▸ WHAT YOU WILL DO
Count the rows' lines that contain the string "passengers", matching case exactly, and reply with only the number.

▸ Outline labeling rows
········

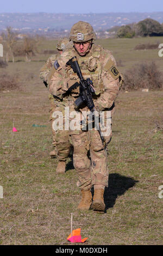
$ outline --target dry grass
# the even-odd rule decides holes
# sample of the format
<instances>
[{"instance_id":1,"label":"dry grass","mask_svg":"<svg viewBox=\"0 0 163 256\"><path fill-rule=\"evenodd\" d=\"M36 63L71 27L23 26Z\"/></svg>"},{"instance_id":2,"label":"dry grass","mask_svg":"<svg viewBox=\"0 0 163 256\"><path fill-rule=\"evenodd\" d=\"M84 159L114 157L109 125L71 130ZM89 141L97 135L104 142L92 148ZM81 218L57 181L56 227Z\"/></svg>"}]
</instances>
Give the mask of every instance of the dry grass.
<instances>
[{"instance_id":1,"label":"dry grass","mask_svg":"<svg viewBox=\"0 0 163 256\"><path fill-rule=\"evenodd\" d=\"M21 70L23 90L0 97L0 243L68 245L73 212L73 228L81 228L82 237L89 237L85 245L162 245L158 188L163 184L163 133L151 131L156 121L162 125L163 92L120 94L108 148L106 213L82 213L77 209L80 195L71 159L65 174L57 175L57 161L49 157L49 103L39 77L42 64L7 68L10 75ZM13 121L18 132L12 132Z\"/></svg>"}]
</instances>

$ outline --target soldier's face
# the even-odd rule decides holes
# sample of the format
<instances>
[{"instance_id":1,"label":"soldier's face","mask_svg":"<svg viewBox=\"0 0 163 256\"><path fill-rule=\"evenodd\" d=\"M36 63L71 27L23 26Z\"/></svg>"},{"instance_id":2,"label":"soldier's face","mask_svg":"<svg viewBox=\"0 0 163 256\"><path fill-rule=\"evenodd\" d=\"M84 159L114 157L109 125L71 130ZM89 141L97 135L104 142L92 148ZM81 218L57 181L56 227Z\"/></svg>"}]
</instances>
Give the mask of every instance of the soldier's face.
<instances>
[{"instance_id":1,"label":"soldier's face","mask_svg":"<svg viewBox=\"0 0 163 256\"><path fill-rule=\"evenodd\" d=\"M79 42L74 42L74 46L77 51L81 56L84 56L87 50L91 48L90 41Z\"/></svg>"}]
</instances>

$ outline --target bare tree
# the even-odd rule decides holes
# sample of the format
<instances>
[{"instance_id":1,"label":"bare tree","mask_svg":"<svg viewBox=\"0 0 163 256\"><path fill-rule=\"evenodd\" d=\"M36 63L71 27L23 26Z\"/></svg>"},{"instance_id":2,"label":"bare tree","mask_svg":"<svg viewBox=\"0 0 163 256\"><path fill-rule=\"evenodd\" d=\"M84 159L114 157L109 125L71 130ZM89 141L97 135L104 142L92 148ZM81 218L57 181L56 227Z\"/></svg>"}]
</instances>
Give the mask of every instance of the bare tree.
<instances>
[{"instance_id":1,"label":"bare tree","mask_svg":"<svg viewBox=\"0 0 163 256\"><path fill-rule=\"evenodd\" d=\"M23 51L25 53L26 62L30 62L32 56L35 55L36 51L36 41L30 36L26 36L23 39Z\"/></svg>"},{"instance_id":2,"label":"bare tree","mask_svg":"<svg viewBox=\"0 0 163 256\"><path fill-rule=\"evenodd\" d=\"M7 53L6 61L8 62L9 55L12 57L12 62L14 62L14 48L16 43L16 34L12 31L11 27L7 27L6 28L6 33L2 33L3 39L6 42Z\"/></svg>"}]
</instances>

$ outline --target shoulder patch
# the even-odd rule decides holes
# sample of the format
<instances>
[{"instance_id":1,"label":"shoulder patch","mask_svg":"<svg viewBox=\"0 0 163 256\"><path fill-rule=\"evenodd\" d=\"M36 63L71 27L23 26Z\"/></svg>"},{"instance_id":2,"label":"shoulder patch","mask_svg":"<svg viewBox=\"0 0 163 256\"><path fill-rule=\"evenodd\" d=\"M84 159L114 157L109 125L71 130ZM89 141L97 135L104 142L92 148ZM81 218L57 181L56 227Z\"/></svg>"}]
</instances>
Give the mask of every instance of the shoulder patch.
<instances>
[{"instance_id":1,"label":"shoulder patch","mask_svg":"<svg viewBox=\"0 0 163 256\"><path fill-rule=\"evenodd\" d=\"M115 80L119 77L120 75L120 74L118 70L117 69L114 62L111 59L109 59L109 60L106 62L104 67L104 70L108 71L112 78Z\"/></svg>"},{"instance_id":2,"label":"shoulder patch","mask_svg":"<svg viewBox=\"0 0 163 256\"><path fill-rule=\"evenodd\" d=\"M58 68L60 66L57 60L54 62L54 66L56 70L58 69Z\"/></svg>"}]
</instances>

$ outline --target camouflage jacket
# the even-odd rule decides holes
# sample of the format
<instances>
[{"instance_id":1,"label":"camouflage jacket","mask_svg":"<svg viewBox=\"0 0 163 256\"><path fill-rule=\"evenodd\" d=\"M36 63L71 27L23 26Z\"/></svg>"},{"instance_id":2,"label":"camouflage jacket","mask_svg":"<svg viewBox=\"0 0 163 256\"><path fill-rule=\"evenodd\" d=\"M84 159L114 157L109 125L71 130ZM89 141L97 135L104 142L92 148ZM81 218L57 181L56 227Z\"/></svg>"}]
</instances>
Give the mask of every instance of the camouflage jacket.
<instances>
[{"instance_id":1,"label":"camouflage jacket","mask_svg":"<svg viewBox=\"0 0 163 256\"><path fill-rule=\"evenodd\" d=\"M67 62L73 56L77 58L84 79L89 77L93 82L96 90L96 95L93 96L96 107L99 111L111 108L123 80L111 52L99 45L93 44L85 56L79 56L74 48L59 56L49 77L49 92L62 99L70 87L79 82L77 74L70 66L66 65ZM71 92L70 96L74 101L78 94L79 88Z\"/></svg>"},{"instance_id":2,"label":"camouflage jacket","mask_svg":"<svg viewBox=\"0 0 163 256\"><path fill-rule=\"evenodd\" d=\"M48 58L47 62L46 62L45 64L40 69L40 77L41 79L42 79L43 81L47 82L48 75L49 74L51 70L53 67L54 62L56 59L57 59L58 57L59 54L52 55L51 57Z\"/></svg>"}]
</instances>

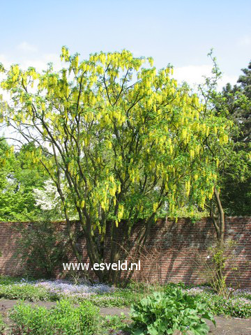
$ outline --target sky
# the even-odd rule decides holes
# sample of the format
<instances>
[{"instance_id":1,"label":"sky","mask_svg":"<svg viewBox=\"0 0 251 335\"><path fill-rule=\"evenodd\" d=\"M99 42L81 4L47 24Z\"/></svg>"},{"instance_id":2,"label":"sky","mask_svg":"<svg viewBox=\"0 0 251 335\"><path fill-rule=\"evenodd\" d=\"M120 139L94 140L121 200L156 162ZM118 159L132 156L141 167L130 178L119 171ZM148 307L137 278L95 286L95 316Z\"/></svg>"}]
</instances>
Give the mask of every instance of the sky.
<instances>
[{"instance_id":1,"label":"sky","mask_svg":"<svg viewBox=\"0 0 251 335\"><path fill-rule=\"evenodd\" d=\"M208 75L211 47L234 84L251 59L251 2L245 0L0 0L0 62L60 67L63 45L86 59L127 49L171 64L192 85Z\"/></svg>"}]
</instances>

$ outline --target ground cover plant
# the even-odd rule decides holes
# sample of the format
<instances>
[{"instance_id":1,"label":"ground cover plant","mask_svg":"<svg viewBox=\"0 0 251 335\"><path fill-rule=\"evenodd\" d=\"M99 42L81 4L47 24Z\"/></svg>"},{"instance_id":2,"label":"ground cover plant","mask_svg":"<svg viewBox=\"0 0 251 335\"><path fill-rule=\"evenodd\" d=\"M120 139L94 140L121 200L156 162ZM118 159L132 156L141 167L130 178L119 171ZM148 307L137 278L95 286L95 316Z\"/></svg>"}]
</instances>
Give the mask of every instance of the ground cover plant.
<instances>
[{"instance_id":1,"label":"ground cover plant","mask_svg":"<svg viewBox=\"0 0 251 335\"><path fill-rule=\"evenodd\" d=\"M69 281L24 281L8 277L0 279L0 298L31 302L68 299L74 304L86 301L99 307L130 307L154 292L180 287L184 293L204 304L214 315L251 317L251 290L228 288L228 297L221 297L208 285L169 283L165 285L132 283L126 288L88 283L75 284Z\"/></svg>"},{"instance_id":2,"label":"ground cover plant","mask_svg":"<svg viewBox=\"0 0 251 335\"><path fill-rule=\"evenodd\" d=\"M10 318L14 322L14 334L93 335L99 332L98 308L89 302L74 307L70 302L62 300L51 309L21 303L14 308Z\"/></svg>"},{"instance_id":3,"label":"ground cover plant","mask_svg":"<svg viewBox=\"0 0 251 335\"><path fill-rule=\"evenodd\" d=\"M176 330L205 335L209 327L204 319L215 325L206 304L177 288L155 292L142 299L132 306L131 318L131 333L135 335L167 335Z\"/></svg>"}]
</instances>

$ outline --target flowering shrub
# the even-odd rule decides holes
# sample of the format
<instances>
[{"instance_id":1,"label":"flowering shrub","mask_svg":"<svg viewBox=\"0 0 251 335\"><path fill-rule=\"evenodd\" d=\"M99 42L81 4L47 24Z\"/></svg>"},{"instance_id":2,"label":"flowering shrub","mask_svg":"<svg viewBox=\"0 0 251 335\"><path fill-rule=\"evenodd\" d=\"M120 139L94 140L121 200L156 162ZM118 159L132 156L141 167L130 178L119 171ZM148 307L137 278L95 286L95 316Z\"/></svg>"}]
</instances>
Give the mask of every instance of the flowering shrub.
<instances>
[{"instance_id":1,"label":"flowering shrub","mask_svg":"<svg viewBox=\"0 0 251 335\"><path fill-rule=\"evenodd\" d=\"M105 284L73 284L67 281L27 281L0 277L0 298L20 299L31 302L68 299L79 304L89 301L100 307L122 307L138 302L154 290L175 290L179 287L184 293L192 296L215 315L238 318L251 317L251 290L228 288L229 298L220 297L209 286L191 287L184 284L167 284L158 290L145 290L144 284L128 288L115 288Z\"/></svg>"}]
</instances>

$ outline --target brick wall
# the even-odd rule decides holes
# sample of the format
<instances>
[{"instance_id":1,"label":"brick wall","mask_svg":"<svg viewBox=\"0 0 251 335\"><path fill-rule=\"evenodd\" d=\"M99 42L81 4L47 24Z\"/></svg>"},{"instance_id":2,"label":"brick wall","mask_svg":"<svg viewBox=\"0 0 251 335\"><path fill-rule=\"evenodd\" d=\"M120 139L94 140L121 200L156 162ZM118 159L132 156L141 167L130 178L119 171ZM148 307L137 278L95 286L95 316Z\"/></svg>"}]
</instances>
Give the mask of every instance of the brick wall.
<instances>
[{"instance_id":1,"label":"brick wall","mask_svg":"<svg viewBox=\"0 0 251 335\"><path fill-rule=\"evenodd\" d=\"M0 223L0 274L17 275L23 268L16 256L20 233L17 228L20 223ZM31 225L24 223L26 226ZM55 223L63 229L64 223ZM140 225L139 225L139 227ZM79 229L79 228L77 228ZM137 229L135 234L137 233ZM251 218L226 218L226 239L236 242L235 257L226 269L229 284L235 285L236 278L243 288L251 288ZM146 247L140 255L141 271L135 271L135 279L168 281L186 283L201 283L205 281L201 264L207 260L206 248L215 242L215 232L212 223L204 218L196 223L181 218L176 223L160 220L151 230ZM85 243L79 244L84 261L88 258ZM134 237L130 243L130 255L133 258ZM106 258L109 259L109 245L106 248ZM69 255L69 260L74 258ZM234 271L233 267L238 270ZM61 269L59 269L57 273Z\"/></svg>"}]
</instances>

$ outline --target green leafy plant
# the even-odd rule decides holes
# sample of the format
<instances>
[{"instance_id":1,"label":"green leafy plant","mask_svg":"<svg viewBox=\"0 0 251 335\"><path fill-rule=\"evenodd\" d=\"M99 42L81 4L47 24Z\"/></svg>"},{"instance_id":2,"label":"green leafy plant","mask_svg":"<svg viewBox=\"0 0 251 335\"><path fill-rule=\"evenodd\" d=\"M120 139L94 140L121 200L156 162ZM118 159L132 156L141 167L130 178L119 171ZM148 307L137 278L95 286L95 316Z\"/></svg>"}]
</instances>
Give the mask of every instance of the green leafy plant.
<instances>
[{"instance_id":1,"label":"green leafy plant","mask_svg":"<svg viewBox=\"0 0 251 335\"><path fill-rule=\"evenodd\" d=\"M3 317L0 313L0 335L3 334L4 329L6 329L6 324L3 322Z\"/></svg>"},{"instance_id":2,"label":"green leafy plant","mask_svg":"<svg viewBox=\"0 0 251 335\"><path fill-rule=\"evenodd\" d=\"M31 302L55 301L56 297L44 288L32 284L0 285L0 298L25 299Z\"/></svg>"},{"instance_id":3,"label":"green leafy plant","mask_svg":"<svg viewBox=\"0 0 251 335\"><path fill-rule=\"evenodd\" d=\"M75 308L63 300L50 310L21 303L10 318L14 334L93 335L98 334L99 327L98 308L88 302Z\"/></svg>"},{"instance_id":4,"label":"green leafy plant","mask_svg":"<svg viewBox=\"0 0 251 335\"><path fill-rule=\"evenodd\" d=\"M135 335L172 334L175 330L185 334L204 335L208 327L203 319L215 325L206 306L196 302L181 289L155 292L132 307L132 334Z\"/></svg>"}]
</instances>

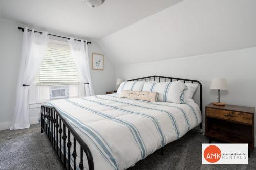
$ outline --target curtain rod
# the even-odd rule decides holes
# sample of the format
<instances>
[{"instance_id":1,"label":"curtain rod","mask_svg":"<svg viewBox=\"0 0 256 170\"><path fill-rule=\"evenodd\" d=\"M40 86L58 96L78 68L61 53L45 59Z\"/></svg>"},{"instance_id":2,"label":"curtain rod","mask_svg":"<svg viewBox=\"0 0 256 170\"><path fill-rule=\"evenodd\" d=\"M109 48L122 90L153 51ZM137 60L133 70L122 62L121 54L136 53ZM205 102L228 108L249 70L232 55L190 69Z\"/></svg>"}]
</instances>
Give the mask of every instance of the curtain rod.
<instances>
[{"instance_id":1,"label":"curtain rod","mask_svg":"<svg viewBox=\"0 0 256 170\"><path fill-rule=\"evenodd\" d=\"M19 30L22 30L22 32L24 32L24 28L22 28L22 27L18 27L18 28ZM29 31L31 31L32 30L29 30L29 29L28 29L28 30ZM40 34L42 34L42 32L40 32L40 31L34 31L35 32L37 32L37 33L40 33ZM55 36L55 37L60 37L60 38L66 38L66 39L70 39L70 38L68 38L68 37L62 37L62 36L58 36L58 35L54 35L54 34L48 34L48 35L51 35L51 36ZM81 40L79 40L79 39L75 39L75 41L80 41L81 42ZM84 42L86 42L86 41L84 41ZM92 42L87 42L87 44L91 44Z\"/></svg>"}]
</instances>

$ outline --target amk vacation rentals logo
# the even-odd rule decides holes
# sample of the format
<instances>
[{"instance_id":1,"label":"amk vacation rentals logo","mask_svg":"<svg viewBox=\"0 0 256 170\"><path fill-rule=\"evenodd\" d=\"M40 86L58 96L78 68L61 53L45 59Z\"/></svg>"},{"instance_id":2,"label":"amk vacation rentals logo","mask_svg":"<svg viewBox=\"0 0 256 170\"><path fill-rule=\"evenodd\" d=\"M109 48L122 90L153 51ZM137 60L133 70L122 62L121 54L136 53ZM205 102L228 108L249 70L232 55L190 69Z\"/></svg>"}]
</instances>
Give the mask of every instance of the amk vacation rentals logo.
<instances>
[{"instance_id":1,"label":"amk vacation rentals logo","mask_svg":"<svg viewBox=\"0 0 256 170\"><path fill-rule=\"evenodd\" d=\"M202 164L247 164L248 144L202 144Z\"/></svg>"}]
</instances>

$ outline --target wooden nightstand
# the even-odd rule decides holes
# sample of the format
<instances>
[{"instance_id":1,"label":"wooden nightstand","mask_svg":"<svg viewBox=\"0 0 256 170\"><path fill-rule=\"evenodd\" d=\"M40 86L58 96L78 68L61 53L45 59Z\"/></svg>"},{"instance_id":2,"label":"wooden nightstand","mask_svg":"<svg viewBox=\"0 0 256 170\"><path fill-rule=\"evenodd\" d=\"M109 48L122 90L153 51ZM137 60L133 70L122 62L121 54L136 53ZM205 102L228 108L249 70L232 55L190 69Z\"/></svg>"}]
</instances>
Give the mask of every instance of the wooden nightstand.
<instances>
[{"instance_id":1,"label":"wooden nightstand","mask_svg":"<svg viewBox=\"0 0 256 170\"><path fill-rule=\"evenodd\" d=\"M116 92L115 92L115 91L107 91L106 92L106 94L114 94Z\"/></svg>"},{"instance_id":2,"label":"wooden nightstand","mask_svg":"<svg viewBox=\"0 0 256 170\"><path fill-rule=\"evenodd\" d=\"M205 106L205 136L233 143L254 144L254 107L231 105Z\"/></svg>"}]
</instances>

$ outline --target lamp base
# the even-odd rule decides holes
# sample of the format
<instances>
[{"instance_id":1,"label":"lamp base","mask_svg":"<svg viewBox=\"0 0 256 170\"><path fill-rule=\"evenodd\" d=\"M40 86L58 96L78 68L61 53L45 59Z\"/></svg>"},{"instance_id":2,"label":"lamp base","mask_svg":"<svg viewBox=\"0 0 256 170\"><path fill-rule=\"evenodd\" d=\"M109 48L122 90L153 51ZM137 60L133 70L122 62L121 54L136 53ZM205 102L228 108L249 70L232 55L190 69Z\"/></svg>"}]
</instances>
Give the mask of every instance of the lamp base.
<instances>
[{"instance_id":1,"label":"lamp base","mask_svg":"<svg viewBox=\"0 0 256 170\"><path fill-rule=\"evenodd\" d=\"M218 105L218 106L225 106L226 103L225 102L214 102L214 105Z\"/></svg>"}]
</instances>

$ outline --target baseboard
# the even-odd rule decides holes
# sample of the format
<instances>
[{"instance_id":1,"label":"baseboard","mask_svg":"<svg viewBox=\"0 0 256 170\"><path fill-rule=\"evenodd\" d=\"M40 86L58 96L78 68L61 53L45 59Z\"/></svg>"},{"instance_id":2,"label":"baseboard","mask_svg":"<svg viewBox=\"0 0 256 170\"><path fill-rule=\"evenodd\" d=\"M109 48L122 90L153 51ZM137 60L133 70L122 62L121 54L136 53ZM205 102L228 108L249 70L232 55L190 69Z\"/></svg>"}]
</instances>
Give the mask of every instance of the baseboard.
<instances>
[{"instance_id":1,"label":"baseboard","mask_svg":"<svg viewBox=\"0 0 256 170\"><path fill-rule=\"evenodd\" d=\"M39 123L38 118L37 117L31 117L29 118L29 121L31 125ZM8 129L11 123L11 122L0 123L0 130Z\"/></svg>"}]
</instances>

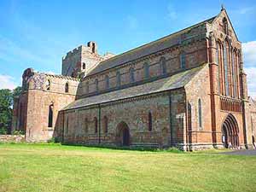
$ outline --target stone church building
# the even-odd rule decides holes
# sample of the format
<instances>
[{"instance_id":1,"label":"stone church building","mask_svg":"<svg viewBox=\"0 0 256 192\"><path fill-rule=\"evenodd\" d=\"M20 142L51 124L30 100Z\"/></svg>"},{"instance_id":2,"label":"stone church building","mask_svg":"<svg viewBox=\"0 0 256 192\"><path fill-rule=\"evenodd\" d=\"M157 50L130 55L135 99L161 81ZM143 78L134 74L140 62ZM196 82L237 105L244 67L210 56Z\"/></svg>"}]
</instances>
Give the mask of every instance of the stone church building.
<instances>
[{"instance_id":1,"label":"stone church building","mask_svg":"<svg viewBox=\"0 0 256 192\"><path fill-rule=\"evenodd\" d=\"M251 148L256 102L227 12L123 54L96 43L62 58L61 75L22 76L14 130L28 142Z\"/></svg>"}]
</instances>

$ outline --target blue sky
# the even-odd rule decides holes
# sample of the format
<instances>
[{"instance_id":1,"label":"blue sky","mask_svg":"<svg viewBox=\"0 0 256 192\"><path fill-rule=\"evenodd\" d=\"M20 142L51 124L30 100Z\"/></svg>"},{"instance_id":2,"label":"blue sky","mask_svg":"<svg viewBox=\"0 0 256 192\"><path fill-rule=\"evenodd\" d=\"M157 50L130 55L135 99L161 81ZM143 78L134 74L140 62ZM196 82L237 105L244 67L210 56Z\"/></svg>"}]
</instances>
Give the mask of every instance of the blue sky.
<instances>
[{"instance_id":1,"label":"blue sky","mask_svg":"<svg viewBox=\"0 0 256 192\"><path fill-rule=\"evenodd\" d=\"M0 0L0 89L20 84L24 69L61 73L61 57L93 40L119 54L218 15L224 3L244 47L256 96L256 1Z\"/></svg>"}]
</instances>

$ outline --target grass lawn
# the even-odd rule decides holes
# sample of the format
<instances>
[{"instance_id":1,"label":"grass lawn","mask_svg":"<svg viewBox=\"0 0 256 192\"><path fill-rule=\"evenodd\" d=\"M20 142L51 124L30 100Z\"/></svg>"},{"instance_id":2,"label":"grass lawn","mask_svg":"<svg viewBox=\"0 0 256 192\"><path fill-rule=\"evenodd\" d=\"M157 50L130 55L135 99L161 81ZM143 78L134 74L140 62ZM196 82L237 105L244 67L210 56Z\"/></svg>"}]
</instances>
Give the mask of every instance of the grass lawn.
<instances>
[{"instance_id":1,"label":"grass lawn","mask_svg":"<svg viewBox=\"0 0 256 192\"><path fill-rule=\"evenodd\" d=\"M256 156L0 144L0 191L256 191Z\"/></svg>"}]
</instances>

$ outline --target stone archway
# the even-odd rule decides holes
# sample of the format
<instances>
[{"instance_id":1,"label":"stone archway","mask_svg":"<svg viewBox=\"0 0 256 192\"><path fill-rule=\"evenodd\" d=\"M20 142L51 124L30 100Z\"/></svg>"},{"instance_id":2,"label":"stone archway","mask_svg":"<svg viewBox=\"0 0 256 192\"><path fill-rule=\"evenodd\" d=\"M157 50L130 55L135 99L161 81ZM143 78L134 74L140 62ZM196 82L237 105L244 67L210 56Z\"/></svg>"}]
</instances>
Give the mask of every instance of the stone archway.
<instances>
[{"instance_id":1,"label":"stone archway","mask_svg":"<svg viewBox=\"0 0 256 192\"><path fill-rule=\"evenodd\" d=\"M120 146L130 146L130 129L127 124L124 121L117 125L116 141Z\"/></svg>"},{"instance_id":2,"label":"stone archway","mask_svg":"<svg viewBox=\"0 0 256 192\"><path fill-rule=\"evenodd\" d=\"M229 114L222 125L223 143L224 148L239 147L238 124L232 114Z\"/></svg>"}]
</instances>

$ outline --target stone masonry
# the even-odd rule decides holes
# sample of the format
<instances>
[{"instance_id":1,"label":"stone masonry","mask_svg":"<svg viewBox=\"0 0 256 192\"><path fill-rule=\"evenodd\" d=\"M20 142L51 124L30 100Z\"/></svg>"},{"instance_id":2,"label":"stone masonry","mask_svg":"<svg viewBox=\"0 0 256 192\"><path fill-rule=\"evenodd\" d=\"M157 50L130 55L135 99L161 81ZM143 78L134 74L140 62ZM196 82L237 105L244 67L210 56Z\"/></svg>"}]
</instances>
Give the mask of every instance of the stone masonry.
<instances>
[{"instance_id":1,"label":"stone masonry","mask_svg":"<svg viewBox=\"0 0 256 192\"><path fill-rule=\"evenodd\" d=\"M184 150L253 148L256 102L227 12L131 49L100 55L89 42L61 75L28 68L13 130L28 142Z\"/></svg>"}]
</instances>

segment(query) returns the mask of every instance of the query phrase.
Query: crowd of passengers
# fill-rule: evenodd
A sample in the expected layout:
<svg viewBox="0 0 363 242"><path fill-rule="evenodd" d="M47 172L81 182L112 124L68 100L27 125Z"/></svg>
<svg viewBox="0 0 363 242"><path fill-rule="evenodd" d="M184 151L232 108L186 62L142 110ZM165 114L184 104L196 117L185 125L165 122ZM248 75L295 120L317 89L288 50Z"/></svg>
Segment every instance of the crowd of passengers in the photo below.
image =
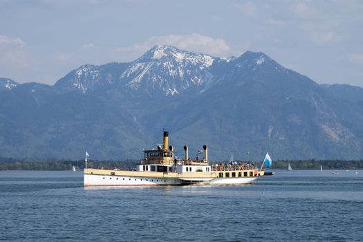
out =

········

▸ TASK RESULT
2